> STUDY MATERIAL:

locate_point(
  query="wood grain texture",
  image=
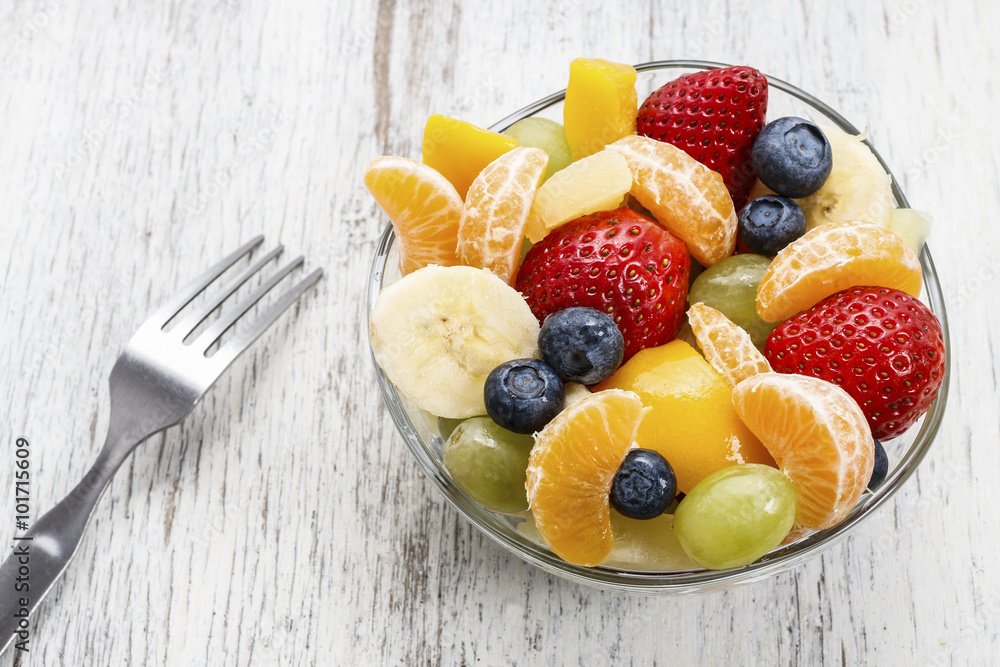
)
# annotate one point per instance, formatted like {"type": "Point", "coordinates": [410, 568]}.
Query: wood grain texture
{"type": "Point", "coordinates": [284, 522]}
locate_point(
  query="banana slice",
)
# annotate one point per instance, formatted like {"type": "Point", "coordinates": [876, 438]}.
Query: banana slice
{"type": "Point", "coordinates": [439, 331]}
{"type": "Point", "coordinates": [856, 189]}
{"type": "Point", "coordinates": [913, 225]}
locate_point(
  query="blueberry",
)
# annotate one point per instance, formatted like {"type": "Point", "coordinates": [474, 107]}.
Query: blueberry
{"type": "Point", "coordinates": [769, 223]}
{"type": "Point", "coordinates": [792, 156]}
{"type": "Point", "coordinates": [523, 395]}
{"type": "Point", "coordinates": [881, 468]}
{"type": "Point", "coordinates": [581, 344]}
{"type": "Point", "coordinates": [644, 486]}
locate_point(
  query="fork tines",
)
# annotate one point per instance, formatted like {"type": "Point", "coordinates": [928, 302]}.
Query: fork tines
{"type": "Point", "coordinates": [245, 335]}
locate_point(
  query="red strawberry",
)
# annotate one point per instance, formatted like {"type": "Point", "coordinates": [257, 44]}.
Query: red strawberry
{"type": "Point", "coordinates": [882, 346]}
{"type": "Point", "coordinates": [714, 116]}
{"type": "Point", "coordinates": [619, 262]}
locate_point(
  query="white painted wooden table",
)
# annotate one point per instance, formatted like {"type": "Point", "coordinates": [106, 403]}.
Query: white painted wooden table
{"type": "Point", "coordinates": [284, 522]}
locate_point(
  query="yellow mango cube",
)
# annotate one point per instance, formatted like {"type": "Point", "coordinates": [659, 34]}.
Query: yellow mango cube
{"type": "Point", "coordinates": [460, 150]}
{"type": "Point", "coordinates": [601, 105]}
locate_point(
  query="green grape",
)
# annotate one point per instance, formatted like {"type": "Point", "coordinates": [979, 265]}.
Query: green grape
{"type": "Point", "coordinates": [735, 515]}
{"type": "Point", "coordinates": [545, 134]}
{"type": "Point", "coordinates": [647, 545]}
{"type": "Point", "coordinates": [447, 426]}
{"type": "Point", "coordinates": [730, 287]}
{"type": "Point", "coordinates": [489, 463]}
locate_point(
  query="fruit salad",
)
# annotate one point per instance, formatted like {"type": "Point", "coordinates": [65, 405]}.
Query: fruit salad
{"type": "Point", "coordinates": [663, 336]}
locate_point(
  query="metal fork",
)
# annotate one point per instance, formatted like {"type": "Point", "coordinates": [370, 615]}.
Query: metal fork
{"type": "Point", "coordinates": [156, 382]}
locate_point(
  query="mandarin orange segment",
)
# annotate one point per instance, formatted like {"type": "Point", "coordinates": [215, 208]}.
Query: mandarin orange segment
{"type": "Point", "coordinates": [831, 258]}
{"type": "Point", "coordinates": [570, 471]}
{"type": "Point", "coordinates": [600, 105]}
{"type": "Point", "coordinates": [818, 436]}
{"type": "Point", "coordinates": [725, 345]}
{"type": "Point", "coordinates": [460, 150]}
{"type": "Point", "coordinates": [685, 196]}
{"type": "Point", "coordinates": [424, 208]}
{"type": "Point", "coordinates": [691, 422]}
{"type": "Point", "coordinates": [496, 209]}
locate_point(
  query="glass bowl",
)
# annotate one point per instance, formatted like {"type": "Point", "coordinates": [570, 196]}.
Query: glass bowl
{"type": "Point", "coordinates": [419, 430]}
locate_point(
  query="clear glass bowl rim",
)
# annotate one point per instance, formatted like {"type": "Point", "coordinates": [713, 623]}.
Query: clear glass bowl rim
{"type": "Point", "coordinates": [691, 581]}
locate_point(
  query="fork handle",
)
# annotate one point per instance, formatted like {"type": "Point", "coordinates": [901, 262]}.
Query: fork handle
{"type": "Point", "coordinates": [41, 555]}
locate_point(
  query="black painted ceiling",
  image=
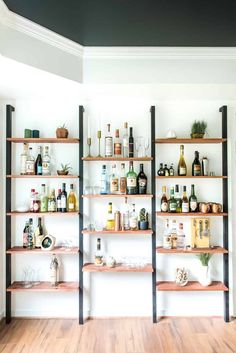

> PROBLEM: Print the listing verbatim; no pictures.

> COMPLETED EXERCISE:
locate_point(
  query="wood grain texture",
  image=
)
# annotate one point per instance, formatted like {"type": "Point", "coordinates": [410, 568]}.
Query: wood grain texture
{"type": "Point", "coordinates": [284, 522]}
locate_point(
  query="banana slice",
)
# annotate one point per instance, formatted like {"type": "Point", "coordinates": [876, 438]}.
Query: banana slice
{"type": "Point", "coordinates": [439, 331]}
{"type": "Point", "coordinates": [856, 189]}
{"type": "Point", "coordinates": [913, 225]}
locate_point(
  query="blueberry",
)
# annotate one point per instance, formatted like {"type": "Point", "coordinates": [474, 107]}.
Query: blueberry
{"type": "Point", "coordinates": [769, 223]}
{"type": "Point", "coordinates": [792, 156]}
{"type": "Point", "coordinates": [523, 395]}
{"type": "Point", "coordinates": [881, 468]}
{"type": "Point", "coordinates": [581, 344]}
{"type": "Point", "coordinates": [644, 486]}
locate_point(
  query="fork tines",
)
# annotate one point per instance, formatted like {"type": "Point", "coordinates": [928, 302]}.
Query: fork tines
{"type": "Point", "coordinates": [245, 335]}
locate_point(
  query="red strawberry",
)
# annotate one point per instance, formatted like {"type": "Point", "coordinates": [257, 44]}.
Query: red strawberry
{"type": "Point", "coordinates": [882, 346]}
{"type": "Point", "coordinates": [714, 116]}
{"type": "Point", "coordinates": [619, 262]}
locate_point(
  query="white painted wooden table",
)
# annotate one point per instance, formatted like {"type": "Point", "coordinates": [106, 403]}.
Query: white painted wooden table
{"type": "Point", "coordinates": [284, 522]}
locate_point(
  query="yellow mango cube",
)
# annotate one point per instance, formatted like {"type": "Point", "coordinates": [659, 34]}.
Query: yellow mango cube
{"type": "Point", "coordinates": [460, 150]}
{"type": "Point", "coordinates": [601, 105]}
locate_point(
  query="green grape",
)
# annotate one point per instance, formatted like {"type": "Point", "coordinates": [979, 265]}.
Query: green grape
{"type": "Point", "coordinates": [735, 515]}
{"type": "Point", "coordinates": [545, 134]}
{"type": "Point", "coordinates": [647, 545]}
{"type": "Point", "coordinates": [447, 426]}
{"type": "Point", "coordinates": [730, 287]}
{"type": "Point", "coordinates": [489, 463]}
locate_point(
  query="fruit salad",
)
# annotate one point per instance, formatted like {"type": "Point", "coordinates": [65, 405]}.
Query: fruit salad
{"type": "Point", "coordinates": [663, 336]}
locate_point(
  query="metal fork",
)
# annotate one point per instance, formatted like {"type": "Point", "coordinates": [370, 615]}.
Query: metal fork
{"type": "Point", "coordinates": [156, 382]}
locate_point(
  query="mandarin orange segment",
)
# annotate one point per instance, formatted like {"type": "Point", "coordinates": [215, 208]}.
Query: mandarin orange segment
{"type": "Point", "coordinates": [831, 258]}
{"type": "Point", "coordinates": [570, 471]}
{"type": "Point", "coordinates": [600, 105]}
{"type": "Point", "coordinates": [818, 436]}
{"type": "Point", "coordinates": [725, 345]}
{"type": "Point", "coordinates": [460, 150]}
{"type": "Point", "coordinates": [685, 196]}
{"type": "Point", "coordinates": [424, 208]}
{"type": "Point", "coordinates": [691, 422]}
{"type": "Point", "coordinates": [496, 209]}
locate_point(
  query="glass bowl",
)
# annotate one point per instance, formatted like {"type": "Point", "coordinates": [570, 196]}.
Query: glass bowl
{"type": "Point", "coordinates": [419, 430]}
locate_point(
  query="clear glass bowl rim",
)
# annotate one point per instance, formatted like {"type": "Point", "coordinates": [713, 623]}.
Query: clear glass bowl rim
{"type": "Point", "coordinates": [691, 581]}
locate_point(
  query="fork handle",
)
# annotate one point per instance, formatted like {"type": "Point", "coordinates": [901, 262]}.
Query: fork handle
{"type": "Point", "coordinates": [41, 555]}
locate_point(
  query="black painted ceiling",
  image=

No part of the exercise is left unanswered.